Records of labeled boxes
------

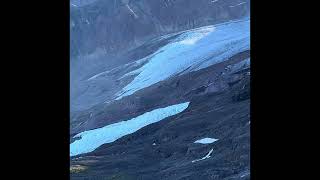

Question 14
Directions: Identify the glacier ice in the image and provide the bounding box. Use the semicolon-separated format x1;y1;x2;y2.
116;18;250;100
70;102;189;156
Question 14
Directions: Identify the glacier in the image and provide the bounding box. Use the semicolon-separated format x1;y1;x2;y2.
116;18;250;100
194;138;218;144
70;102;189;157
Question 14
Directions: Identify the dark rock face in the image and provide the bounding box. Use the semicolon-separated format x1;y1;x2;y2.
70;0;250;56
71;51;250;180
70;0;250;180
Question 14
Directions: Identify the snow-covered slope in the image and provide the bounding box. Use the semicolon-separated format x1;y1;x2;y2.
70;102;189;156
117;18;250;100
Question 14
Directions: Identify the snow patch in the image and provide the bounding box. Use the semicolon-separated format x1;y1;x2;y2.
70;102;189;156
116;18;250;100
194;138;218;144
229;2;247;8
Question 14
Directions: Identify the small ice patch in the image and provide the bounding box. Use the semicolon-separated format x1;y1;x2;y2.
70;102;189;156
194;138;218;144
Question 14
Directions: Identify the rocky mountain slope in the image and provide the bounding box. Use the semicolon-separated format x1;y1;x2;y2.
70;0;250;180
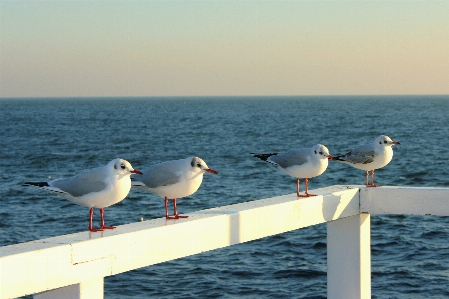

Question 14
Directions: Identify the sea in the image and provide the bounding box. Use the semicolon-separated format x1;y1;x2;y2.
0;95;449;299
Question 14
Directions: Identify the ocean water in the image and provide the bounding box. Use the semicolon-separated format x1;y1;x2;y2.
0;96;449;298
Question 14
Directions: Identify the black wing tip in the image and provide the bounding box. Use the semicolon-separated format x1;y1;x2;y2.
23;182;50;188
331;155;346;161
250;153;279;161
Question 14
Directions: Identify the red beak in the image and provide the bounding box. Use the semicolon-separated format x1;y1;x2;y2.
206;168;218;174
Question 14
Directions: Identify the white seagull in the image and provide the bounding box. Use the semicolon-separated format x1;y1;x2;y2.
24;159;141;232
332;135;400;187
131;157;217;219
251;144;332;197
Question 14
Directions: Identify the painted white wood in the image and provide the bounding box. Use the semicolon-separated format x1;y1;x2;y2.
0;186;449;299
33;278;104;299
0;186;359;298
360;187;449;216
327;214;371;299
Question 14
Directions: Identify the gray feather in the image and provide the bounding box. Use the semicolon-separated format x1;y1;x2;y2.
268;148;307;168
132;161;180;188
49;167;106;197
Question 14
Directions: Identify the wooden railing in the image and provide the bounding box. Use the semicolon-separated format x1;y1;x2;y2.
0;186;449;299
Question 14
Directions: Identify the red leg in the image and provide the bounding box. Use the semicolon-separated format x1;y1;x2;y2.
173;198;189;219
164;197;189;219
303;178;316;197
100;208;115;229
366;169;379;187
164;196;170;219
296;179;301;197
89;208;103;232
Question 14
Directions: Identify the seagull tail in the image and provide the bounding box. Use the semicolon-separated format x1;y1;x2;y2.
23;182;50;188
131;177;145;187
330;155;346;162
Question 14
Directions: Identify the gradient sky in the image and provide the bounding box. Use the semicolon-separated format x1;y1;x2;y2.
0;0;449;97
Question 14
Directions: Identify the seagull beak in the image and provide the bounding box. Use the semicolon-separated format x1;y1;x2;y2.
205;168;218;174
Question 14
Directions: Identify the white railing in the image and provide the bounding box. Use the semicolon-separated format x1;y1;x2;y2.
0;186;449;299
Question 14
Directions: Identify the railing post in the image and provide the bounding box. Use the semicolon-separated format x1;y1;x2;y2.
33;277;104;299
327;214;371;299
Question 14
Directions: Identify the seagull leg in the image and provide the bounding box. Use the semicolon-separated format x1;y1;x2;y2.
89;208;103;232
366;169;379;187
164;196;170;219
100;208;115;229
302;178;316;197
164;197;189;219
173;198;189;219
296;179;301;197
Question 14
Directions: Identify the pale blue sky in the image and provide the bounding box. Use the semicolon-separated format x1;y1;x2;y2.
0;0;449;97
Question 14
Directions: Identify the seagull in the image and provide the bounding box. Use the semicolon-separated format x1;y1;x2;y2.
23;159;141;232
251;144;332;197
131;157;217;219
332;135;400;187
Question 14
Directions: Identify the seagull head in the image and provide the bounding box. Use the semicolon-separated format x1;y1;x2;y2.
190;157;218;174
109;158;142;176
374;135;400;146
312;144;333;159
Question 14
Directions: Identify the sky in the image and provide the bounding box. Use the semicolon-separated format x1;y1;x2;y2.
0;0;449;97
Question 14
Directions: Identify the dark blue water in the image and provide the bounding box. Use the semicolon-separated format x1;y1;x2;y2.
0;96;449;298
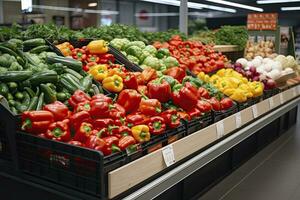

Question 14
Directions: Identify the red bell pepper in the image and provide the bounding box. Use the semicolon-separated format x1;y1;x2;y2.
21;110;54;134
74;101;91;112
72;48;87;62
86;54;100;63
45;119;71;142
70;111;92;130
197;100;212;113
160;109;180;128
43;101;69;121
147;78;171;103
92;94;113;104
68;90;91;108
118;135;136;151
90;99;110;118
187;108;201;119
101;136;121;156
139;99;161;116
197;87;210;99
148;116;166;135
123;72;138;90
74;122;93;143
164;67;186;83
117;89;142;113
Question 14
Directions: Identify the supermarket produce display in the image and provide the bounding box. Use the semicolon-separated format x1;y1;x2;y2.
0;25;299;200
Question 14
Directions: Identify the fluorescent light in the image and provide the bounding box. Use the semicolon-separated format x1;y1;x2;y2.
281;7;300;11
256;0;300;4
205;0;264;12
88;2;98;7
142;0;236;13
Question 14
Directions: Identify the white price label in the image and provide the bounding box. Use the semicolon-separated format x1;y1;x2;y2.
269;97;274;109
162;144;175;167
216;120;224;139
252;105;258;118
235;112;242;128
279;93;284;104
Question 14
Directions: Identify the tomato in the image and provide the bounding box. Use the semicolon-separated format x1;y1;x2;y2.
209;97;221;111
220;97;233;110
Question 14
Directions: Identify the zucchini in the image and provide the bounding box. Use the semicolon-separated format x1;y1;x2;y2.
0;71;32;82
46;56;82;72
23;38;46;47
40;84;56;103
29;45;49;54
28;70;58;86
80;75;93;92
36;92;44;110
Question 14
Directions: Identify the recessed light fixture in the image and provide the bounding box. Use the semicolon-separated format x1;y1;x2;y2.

------

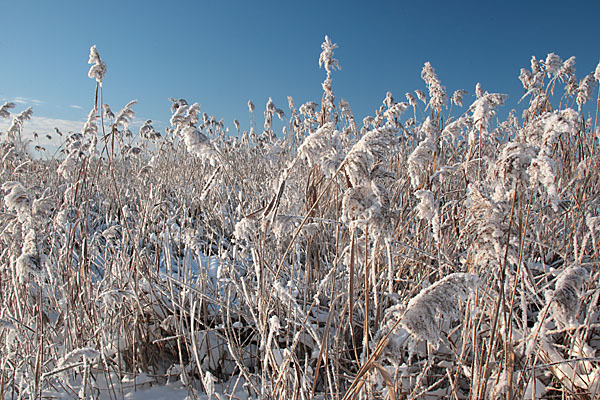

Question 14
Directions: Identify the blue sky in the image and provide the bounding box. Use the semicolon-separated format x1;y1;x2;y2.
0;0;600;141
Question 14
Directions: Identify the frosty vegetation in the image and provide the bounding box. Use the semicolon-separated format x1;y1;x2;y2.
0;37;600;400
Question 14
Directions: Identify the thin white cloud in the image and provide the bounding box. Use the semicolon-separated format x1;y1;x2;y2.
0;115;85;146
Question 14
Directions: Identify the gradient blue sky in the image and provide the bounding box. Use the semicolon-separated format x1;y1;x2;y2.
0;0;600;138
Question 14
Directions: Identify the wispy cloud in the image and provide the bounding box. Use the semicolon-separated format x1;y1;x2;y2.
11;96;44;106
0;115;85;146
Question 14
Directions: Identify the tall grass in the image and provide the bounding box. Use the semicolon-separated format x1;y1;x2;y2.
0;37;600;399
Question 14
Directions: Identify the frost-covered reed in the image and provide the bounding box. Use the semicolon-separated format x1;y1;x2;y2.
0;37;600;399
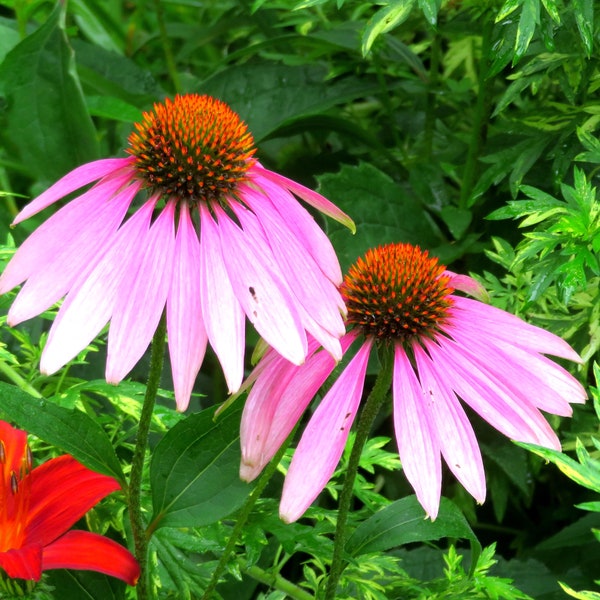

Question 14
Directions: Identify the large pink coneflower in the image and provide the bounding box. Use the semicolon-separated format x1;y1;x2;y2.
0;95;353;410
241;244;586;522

------

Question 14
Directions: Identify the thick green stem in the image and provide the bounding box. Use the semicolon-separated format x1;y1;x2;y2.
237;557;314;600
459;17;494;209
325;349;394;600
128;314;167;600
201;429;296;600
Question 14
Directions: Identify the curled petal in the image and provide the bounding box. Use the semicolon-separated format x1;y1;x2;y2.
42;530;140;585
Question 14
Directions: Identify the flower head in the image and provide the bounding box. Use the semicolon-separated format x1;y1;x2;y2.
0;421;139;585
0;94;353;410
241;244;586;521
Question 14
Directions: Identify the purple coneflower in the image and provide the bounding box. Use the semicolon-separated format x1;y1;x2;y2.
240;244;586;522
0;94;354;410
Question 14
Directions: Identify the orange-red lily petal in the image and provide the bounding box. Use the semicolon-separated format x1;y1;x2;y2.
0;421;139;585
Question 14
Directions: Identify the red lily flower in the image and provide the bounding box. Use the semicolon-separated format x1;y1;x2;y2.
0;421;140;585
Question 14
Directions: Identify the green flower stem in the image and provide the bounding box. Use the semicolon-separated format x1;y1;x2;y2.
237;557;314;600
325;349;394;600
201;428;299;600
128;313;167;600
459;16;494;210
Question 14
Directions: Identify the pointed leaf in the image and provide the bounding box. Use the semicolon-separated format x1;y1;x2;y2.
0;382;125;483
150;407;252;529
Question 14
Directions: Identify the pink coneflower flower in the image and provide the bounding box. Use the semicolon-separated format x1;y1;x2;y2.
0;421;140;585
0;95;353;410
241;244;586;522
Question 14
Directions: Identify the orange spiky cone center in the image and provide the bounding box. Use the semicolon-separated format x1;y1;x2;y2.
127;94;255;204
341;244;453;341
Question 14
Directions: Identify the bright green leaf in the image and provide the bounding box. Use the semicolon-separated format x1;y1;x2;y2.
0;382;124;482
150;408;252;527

------

▸ EXERCISE DIRECTIONS
Show every line in the items above that contains the word "orange".

▸ OUTPUT BELOW
Directions: Identify the orange-red lily petal in the image and provide the bounding box. Use the semicolon-separated format x1;y1;x2;y2.
Directions: Identify the orange spiky cone center in the image and provide the bounding box. Use the semicolon-separated format x1;y1;x2;y2.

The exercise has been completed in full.